**What this task involves**
Output all of the records exactly as written.

════════════════

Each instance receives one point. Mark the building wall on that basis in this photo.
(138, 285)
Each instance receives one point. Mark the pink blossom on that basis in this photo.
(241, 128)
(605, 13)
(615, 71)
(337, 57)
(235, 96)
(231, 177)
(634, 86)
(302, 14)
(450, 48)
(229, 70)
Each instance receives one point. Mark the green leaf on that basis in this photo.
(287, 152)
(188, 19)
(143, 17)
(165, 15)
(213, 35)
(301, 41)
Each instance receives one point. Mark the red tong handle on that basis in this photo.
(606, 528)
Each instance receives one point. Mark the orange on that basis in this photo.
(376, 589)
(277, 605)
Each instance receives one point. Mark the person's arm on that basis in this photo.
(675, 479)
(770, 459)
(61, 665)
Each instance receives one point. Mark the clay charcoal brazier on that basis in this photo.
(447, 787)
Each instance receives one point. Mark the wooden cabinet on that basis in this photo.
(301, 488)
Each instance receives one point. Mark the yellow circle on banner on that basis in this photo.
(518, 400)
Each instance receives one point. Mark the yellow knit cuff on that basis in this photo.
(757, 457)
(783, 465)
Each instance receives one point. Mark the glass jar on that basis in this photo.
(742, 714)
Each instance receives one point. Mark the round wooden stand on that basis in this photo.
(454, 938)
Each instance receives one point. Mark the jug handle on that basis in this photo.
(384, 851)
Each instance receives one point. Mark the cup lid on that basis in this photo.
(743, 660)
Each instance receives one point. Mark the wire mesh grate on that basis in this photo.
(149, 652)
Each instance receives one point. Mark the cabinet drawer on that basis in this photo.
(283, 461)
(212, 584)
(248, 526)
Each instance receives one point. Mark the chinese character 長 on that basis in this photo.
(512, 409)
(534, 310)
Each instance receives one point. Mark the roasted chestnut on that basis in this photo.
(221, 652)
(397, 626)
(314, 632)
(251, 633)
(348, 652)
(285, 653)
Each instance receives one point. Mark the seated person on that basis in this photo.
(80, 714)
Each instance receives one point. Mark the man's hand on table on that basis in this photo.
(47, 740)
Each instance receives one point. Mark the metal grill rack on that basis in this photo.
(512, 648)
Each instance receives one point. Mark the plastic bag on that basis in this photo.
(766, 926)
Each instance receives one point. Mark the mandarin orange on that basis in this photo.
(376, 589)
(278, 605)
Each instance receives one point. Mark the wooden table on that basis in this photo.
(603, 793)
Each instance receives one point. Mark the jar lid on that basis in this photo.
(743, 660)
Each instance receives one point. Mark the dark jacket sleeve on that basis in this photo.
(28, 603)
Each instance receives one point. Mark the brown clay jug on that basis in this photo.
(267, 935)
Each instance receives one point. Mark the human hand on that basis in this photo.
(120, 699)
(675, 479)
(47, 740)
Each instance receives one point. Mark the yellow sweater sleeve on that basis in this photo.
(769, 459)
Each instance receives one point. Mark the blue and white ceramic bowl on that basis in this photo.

════════════════

**Complete response**
Each instance receives one point. Mark the building wall on that basis in this photo.
(138, 285)
Each instance receives one point. Mark the pink blossom on that basis in this photo.
(241, 128)
(605, 13)
(615, 71)
(337, 57)
(235, 96)
(231, 177)
(634, 86)
(302, 14)
(450, 48)
(229, 70)
Each instance receives one point. Mark the green leaf on that basis in this photo.
(287, 152)
(188, 19)
(143, 17)
(165, 15)
(213, 35)
(301, 41)
Each instance receives one point. Mark the red tong handle on that basis in this photo.
(606, 528)
Each instance receives one point. Mark the orange on that basis in this photo.
(376, 589)
(277, 605)
Each instance receives one point. Mark the person's arm on that basis in this photo.
(675, 479)
(770, 459)
(61, 665)
Each instance receives one point. Mark the clay charcoal brazier on that basis in this photo.
(447, 787)
Each instance receives one point. Mark the wooden cabinet on that basis in this photo.
(301, 488)
Each instance receives one point. Mark the yellow circle on banner on that basis in this photo.
(518, 400)
Each instance receives one point. Mark the yellow knit cuff on that basis in this photo.
(757, 457)
(783, 465)
Each instance receives one point. Mark the glass jar on that basis in this photo.
(742, 714)
Each instance receives one point. Mark the round wooden stand on that basis in this photo.
(454, 938)
Each instance receives one point. Mark the jug handle on that basis in this photo.
(384, 851)
Each instance receives one point. Mark the cup lid on that basis in this photo.
(743, 660)
Each instance receives one point. Mark the wire mesh grate on that basis in this photo.
(149, 652)
Each instance receives one point. Mark the cabinet drawer on that basis in this photo.
(283, 461)
(212, 584)
(248, 526)
Each instance receives one point. Mark the chinese character 長 on that basis in this photo.
(512, 409)
(534, 310)
Each instance receives one point. Mark the roasted chestnut on that basis in this photo.
(221, 652)
(397, 626)
(314, 632)
(251, 633)
(348, 652)
(285, 653)
Each instance receives one point. Mark the seated person on that basis in this photo.
(80, 714)
Each instance receives one point. Mark the man's hand on table on that basis in this photo.
(47, 740)
Each instance receives one point. Mark the metal grill rack on that basis in this photo.
(512, 648)
Each instance receives one point. Mark the plastic bag on that basis in this photo.
(766, 926)
Each instance receives one point. Mark the mandarin orange on that basis in this photo.
(376, 589)
(278, 605)
Each instance receives one point. Mark the wooden table on that basis in this photo.
(603, 793)
Each instance receives one point. Mark the jar lid on that basis in this photo.
(743, 660)
Each instance receives one point. Mark the dark jacket sleeve on that basis in this photo.
(28, 603)
Each instance receives one point. Mark the brown clay jug on that basis in this photo.
(267, 935)
Each instance receives one point. Mark the human hand on that basis in this photo.
(120, 699)
(675, 479)
(47, 740)
Each instance receives one point. Mark the yellow sweater sleeve on that basis in this photo.
(769, 459)
Each instance receives one point. Mark the blue and white ceramic bowl on that basis in this photo.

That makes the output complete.